What to do:
Copy the stretch of the Danger Radio review from "Danger Radio - Punch" through "bulletin plugging them.", and switch "Mudhoney" to "Soundgarden".

Supplied passage:
::::::::
Danger Radio - Punch Your Lights Out
Record Label: Photo Finish Records
Release Date: January 29, 2008
The Seattle, Washington area is the birthplace of grunge. With bands like Nirvana and Mudhoney, Seattle became known as the city that put “heavy metal” to rest, banishing Gene Simmons and Bret Michaels to eventually find new work, even if it was on VH1. The grunge movement set Seattle up as a city that would specialize in alternative music, eventually birthing bands such as Sunny Day Real Estate and Minus the Bear. The newest addition to this alternative hotbed call themselves Danger Radio, a funk infused six-piece who, as their bio states, “are one nation under a groove.” And groove is right—so right that I actually did something I rarely do: I sent out a myspace bulletin plugging them.
The band’s sophomore EP, entitled Punch Your Lights Out, is hardly what I expected it to be. Recently I’ve heard so many bands who claim to be doing something new and fresh that I’ve become jaded (oh geez, I just made an Aerosmith reference) to their false attributions. However, Punch Your Lights Out woke me up and taught me how to dance.
::::::::
Record extracts:
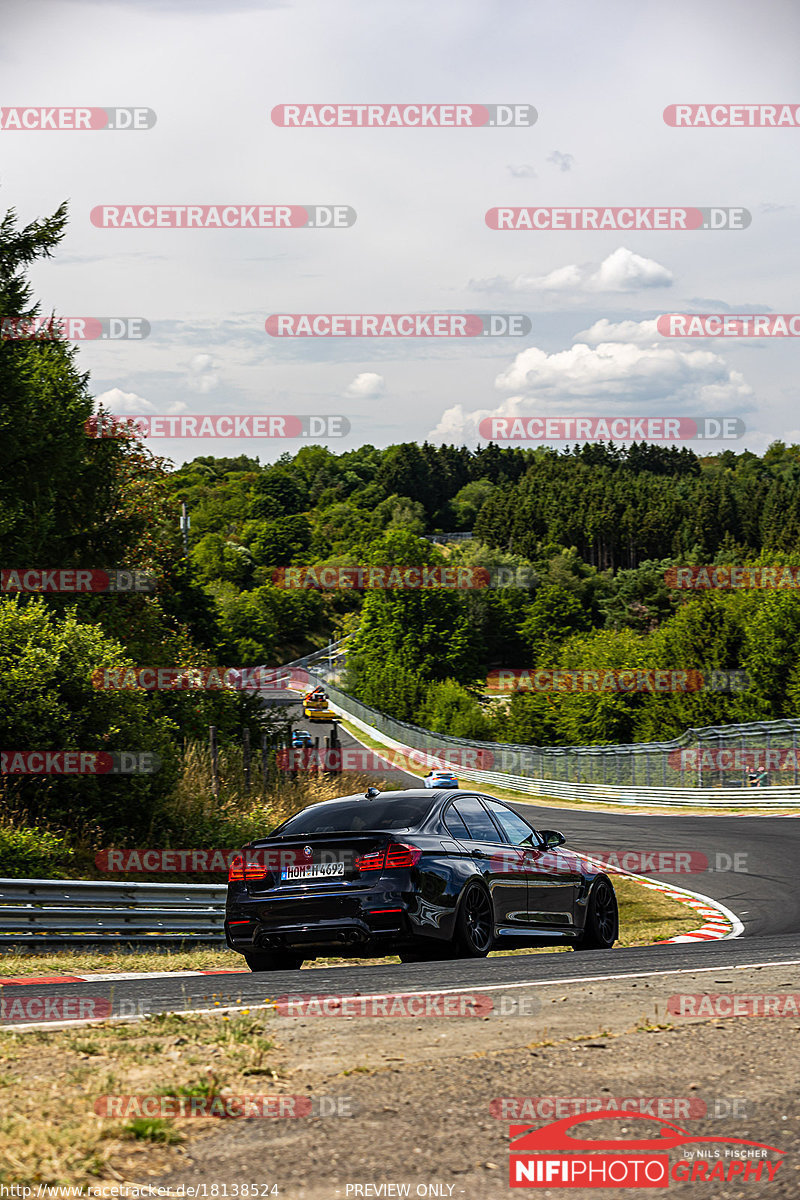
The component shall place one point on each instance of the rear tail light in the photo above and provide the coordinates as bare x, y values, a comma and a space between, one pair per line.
372, 862
396, 856
400, 855
245, 870
236, 870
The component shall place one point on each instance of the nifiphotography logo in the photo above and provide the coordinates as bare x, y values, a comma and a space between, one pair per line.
552, 1157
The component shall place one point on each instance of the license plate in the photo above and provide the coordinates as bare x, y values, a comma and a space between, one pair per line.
313, 871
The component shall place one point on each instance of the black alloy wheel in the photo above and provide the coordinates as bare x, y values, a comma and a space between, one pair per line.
602, 918
475, 923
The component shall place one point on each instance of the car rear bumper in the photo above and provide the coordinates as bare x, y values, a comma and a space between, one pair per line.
335, 921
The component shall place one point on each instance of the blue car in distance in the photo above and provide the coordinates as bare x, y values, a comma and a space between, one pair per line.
440, 779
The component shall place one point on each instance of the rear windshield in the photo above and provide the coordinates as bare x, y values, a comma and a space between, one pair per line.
353, 816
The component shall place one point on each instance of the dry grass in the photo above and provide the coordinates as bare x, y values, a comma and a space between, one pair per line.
645, 917
49, 1083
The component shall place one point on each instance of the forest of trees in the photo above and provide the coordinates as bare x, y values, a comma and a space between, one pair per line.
596, 527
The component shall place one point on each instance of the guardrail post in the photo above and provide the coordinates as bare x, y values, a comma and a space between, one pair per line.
215, 761
245, 751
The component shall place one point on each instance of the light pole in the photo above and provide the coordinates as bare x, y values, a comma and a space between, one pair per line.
185, 522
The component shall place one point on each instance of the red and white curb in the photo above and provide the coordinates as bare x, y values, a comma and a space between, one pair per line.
720, 922
113, 977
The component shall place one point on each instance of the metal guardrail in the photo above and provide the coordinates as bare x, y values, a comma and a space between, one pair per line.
639, 797
60, 912
650, 774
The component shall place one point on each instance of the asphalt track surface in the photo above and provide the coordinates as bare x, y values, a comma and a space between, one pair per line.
765, 895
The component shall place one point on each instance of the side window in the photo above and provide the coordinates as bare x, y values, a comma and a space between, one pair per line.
480, 825
513, 827
455, 825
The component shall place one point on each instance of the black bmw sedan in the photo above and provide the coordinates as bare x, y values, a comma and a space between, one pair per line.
421, 874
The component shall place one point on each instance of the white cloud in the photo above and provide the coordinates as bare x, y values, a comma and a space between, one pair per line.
563, 161
626, 271
621, 271
638, 333
366, 385
611, 379
120, 402
202, 375
127, 402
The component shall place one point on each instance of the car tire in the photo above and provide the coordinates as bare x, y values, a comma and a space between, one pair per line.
601, 929
474, 924
280, 961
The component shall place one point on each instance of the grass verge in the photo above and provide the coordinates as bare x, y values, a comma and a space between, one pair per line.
645, 917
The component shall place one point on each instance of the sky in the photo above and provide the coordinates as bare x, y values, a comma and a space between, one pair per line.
599, 76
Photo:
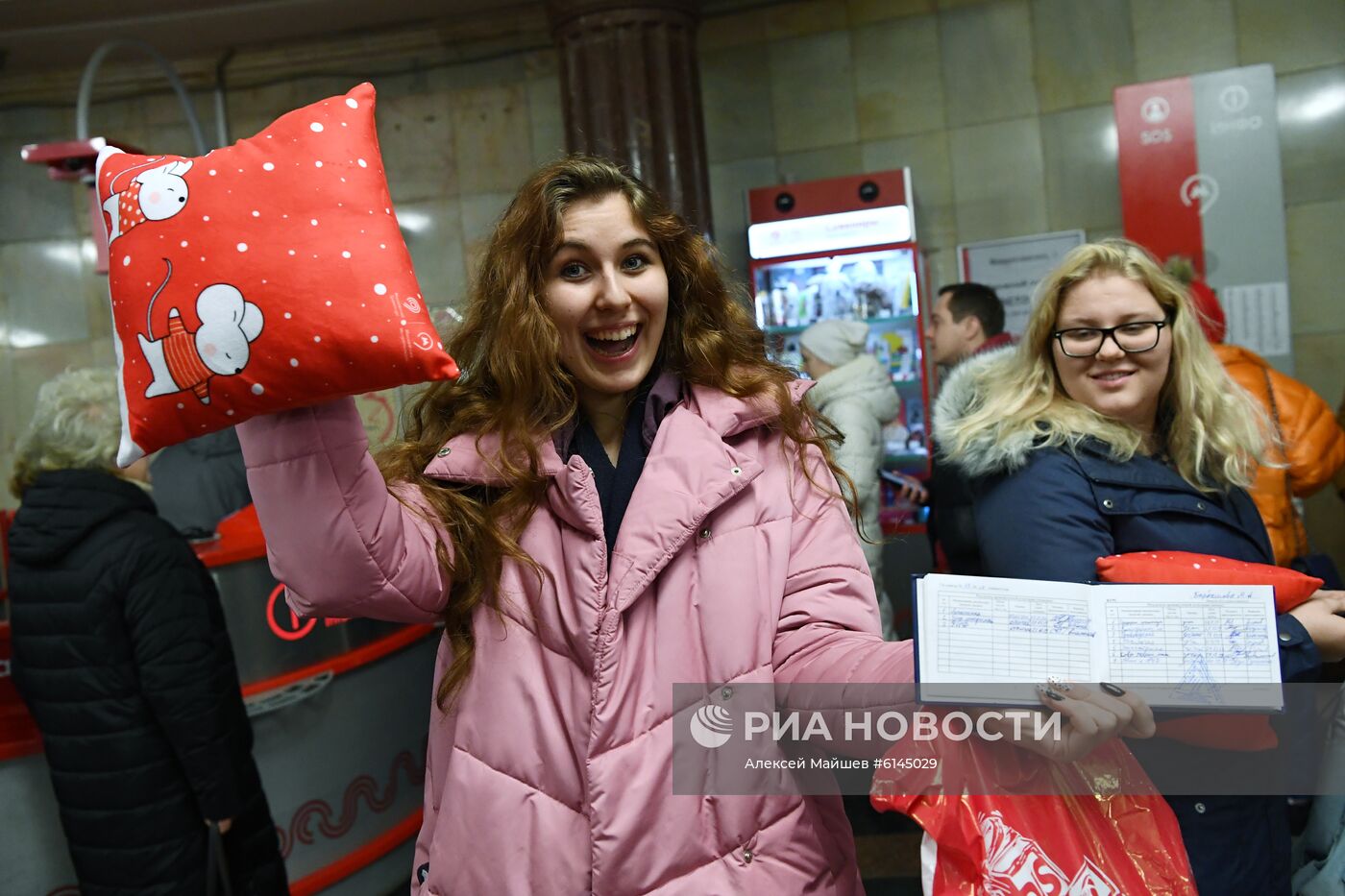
::::::::
Solution to the problem:
Danger Radio - Punch Your Lights Out
Record Label: Photo Finish Records
Release Date: January 29, 2008
The Seattle, Washington area is the birthplace of grunge. With bands like Nirvana and Soundgarden, Seattle became known as the city that put “heavy metal” to rest, banishing Gene Simmons and Bret Michaels to eventually find new work, even if it was on VH1. The grunge movement set Seattle up as a city that would specialize in alternative music, eventually birthing bands such as Sunny Day Real Estate and Minus the Bear. The newest addition to this alternative hotbed call themselves Danger Radio, a funk infused six-piece who, as their bio states, “are one nation under a groove.” And groove is right—so right that I actually did something I rarely do: I sent out a myspace bulletin plugging them.